> [Источник]:
□ □ □ □
Первая часть начинается тишиной, как будто бы идет творение мира. И в этой тишине раздается первый голос Божий: «Да будет свет!» (звучит музыка). И вот эта смена тишины и снова громкого голоса Творящего будет несколько раз повторяться, как первый день, второй день, третий день творения…  Но творение-то ведь, хотя и сказано Богом, что оно было «хорошо весьма», но каждый из нас чувствует, что оно не очень хорошо для каждого из нас. И вот это ощущение суетности, греховной суетности нашего бытия во второй части (звучит музыка). Вот эта мучительная вторая часть, бесконечные эти суетные движения, суета, суета, суета этого мира, который терзает, не дает покоя… (звучит музыка). Она длинная. Третья часть (не буду её приводить здесь) ‒ это молитвенное обращение Богу, в котором крепнет и укрепляется надежда… Откроем пятую часть (звучит музыка).  Это очень интересно! Пятая часть начинается этим ужасным «туу-ту-ту-ту» (напевает). Прямо ужас какой-то навевают эти звуки! И вдруг раздается голос, который говорит: «O Freunde, nicht diese Töne!»: «Друзья, пусть не будет этих звуков!» А какие же будут? И постепенно начинает развиваться – а какие же звуки будут?  Не буря, не кошмар, не этот ужас –  а радость, которая слетает к нам с небес. И звучат замечательные, замечательные слова оды Шиллера «К радости». Кто-нибудь помнит по-немецки? О! Забыли! (Зал смеётся. Цитирует по-немецки и затем переводит) (пер. В.П.Коломицева):

Freude, schöner Götterfunken
Tochter aus Elysium…

Радость! Искра небесного,

Дочь рая, она слетает к нам с небес!

Мы в восторге беспредельном

входим в храм твоих чудес!

И дальше: «Обнимитесь, миллионы…» и так далее, так далее.      Вот это настроение ‒ радость! Ведь подумайте: само слово «радость»… Как по-гречески будет радость? «Хара́» (χαρά), что по-гречески имеет тот же самый корень, что и «благодать». Ведь слово благодать ‒ «харис» (χάρις) ‒ это, собственно, небесная радость. Эта благодать, которая объединяет всех, небесная благодать ‒ она открывается…  Я хочу прочитать маленький отрывочек из «Оды Бетховену» Осипа Мандельштама, начало этой оды:

Бывает сердце так сурово,

Что и любя его не тронь!

И в темной комнате глухого

Бетховена горит огонь.

…….

О, величавой жертвы пламя!

Полнеба охватил костер ‒

И царской скинии над нами

Разодран шелковый шатёр.

И в промежутке воспалённом,

Где мы не видим ничего, ‒

Ты указал в чертоге тронном

На белой Славы торжество.
□ □ □ □
[Записи разметки положений]
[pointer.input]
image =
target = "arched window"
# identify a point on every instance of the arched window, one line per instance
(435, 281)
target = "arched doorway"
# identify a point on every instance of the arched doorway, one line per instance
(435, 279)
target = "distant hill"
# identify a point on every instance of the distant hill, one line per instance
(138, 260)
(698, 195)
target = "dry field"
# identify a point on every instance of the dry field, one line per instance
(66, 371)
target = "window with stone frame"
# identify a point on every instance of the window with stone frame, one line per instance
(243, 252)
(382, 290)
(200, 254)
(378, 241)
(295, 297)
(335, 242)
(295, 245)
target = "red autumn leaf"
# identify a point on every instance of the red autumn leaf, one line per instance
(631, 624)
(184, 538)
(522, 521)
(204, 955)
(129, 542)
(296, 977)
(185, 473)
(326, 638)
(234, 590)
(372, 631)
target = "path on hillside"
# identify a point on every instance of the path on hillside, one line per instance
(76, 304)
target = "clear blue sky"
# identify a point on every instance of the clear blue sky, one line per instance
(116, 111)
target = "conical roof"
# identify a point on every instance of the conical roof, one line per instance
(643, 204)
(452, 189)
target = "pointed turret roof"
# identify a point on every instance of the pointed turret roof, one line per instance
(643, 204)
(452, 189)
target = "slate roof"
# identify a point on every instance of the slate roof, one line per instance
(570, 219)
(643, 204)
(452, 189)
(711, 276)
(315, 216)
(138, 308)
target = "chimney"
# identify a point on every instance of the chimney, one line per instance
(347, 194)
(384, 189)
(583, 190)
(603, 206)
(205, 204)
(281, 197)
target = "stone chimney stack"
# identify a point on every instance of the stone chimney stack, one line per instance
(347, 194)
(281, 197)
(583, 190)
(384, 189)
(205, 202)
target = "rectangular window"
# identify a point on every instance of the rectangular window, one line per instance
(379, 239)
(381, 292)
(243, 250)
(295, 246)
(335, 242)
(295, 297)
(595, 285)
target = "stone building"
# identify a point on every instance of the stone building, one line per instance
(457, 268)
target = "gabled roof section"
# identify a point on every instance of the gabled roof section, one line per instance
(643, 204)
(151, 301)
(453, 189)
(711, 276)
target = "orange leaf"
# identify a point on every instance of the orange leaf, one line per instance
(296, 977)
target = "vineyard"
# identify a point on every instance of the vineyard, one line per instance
□ □ □ □
> [Что нужно сделать]:
1 - Перепишите дословно отрывок из источника: начните со слов «Полнеба охватил костер» и остановитесь после слов «белой Славы торжество.».
2 - Приведите все строки записей, в которых есть строка «doorway», с учётом регистра букв.

> [Ответы по заданиям]:
1 -
Полнеба охватил костер ‒

И царской скинии над нами

Разодран шелковый шатёр.

И в промежутке воспалённом,

Где мы не видим ничего, ‒

Ты указал в чертоге тронном

На белой Славы торжество.

2 -
target = "arched doorway"
# identify a point on every instance of the arched doorway, one line per instance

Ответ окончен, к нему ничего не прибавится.